### EXERCISE DIRECTIONS
Write out the listing below, starting at the line that contains "Question. Locate the pile" and continuing through the end of the listing, with both ends included.

### INFORMATION GIVEN
===============
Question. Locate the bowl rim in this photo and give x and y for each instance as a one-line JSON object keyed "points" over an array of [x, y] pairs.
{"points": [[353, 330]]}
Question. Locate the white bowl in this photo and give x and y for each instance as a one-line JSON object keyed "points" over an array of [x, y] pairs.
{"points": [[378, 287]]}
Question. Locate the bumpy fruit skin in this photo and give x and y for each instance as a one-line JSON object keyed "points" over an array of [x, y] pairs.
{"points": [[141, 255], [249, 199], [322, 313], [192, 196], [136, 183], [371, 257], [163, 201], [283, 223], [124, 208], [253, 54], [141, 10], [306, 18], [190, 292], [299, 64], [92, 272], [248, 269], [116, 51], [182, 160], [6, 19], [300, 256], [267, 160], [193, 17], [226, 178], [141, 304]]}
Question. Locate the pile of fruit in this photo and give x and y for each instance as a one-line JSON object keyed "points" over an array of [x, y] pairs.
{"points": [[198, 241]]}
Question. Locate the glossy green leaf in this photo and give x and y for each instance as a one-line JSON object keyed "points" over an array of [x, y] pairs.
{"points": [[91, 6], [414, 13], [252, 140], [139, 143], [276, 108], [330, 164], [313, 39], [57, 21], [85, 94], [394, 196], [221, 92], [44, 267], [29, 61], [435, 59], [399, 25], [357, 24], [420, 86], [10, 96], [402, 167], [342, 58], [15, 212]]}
===============
### SOLUTION TO THIS EXERCISE
Question. Locate the pile of fruit in this photo and give x and y for each instance as a one-line JSON object keyed "points" over an array of [x, y] pairs.
{"points": [[198, 241]]}
Question. Locate the glossy green leaf in this photo and give x and y for each instance as a one-line JSON object keyed "points" over an array of [x, y] pairs.
{"points": [[91, 6], [414, 13], [252, 140], [139, 143], [276, 108], [330, 164], [313, 39], [57, 21], [85, 94], [394, 196], [221, 92], [44, 267], [29, 61], [435, 59], [399, 25], [357, 24], [420, 86], [10, 96], [402, 167], [342, 58], [15, 212]]}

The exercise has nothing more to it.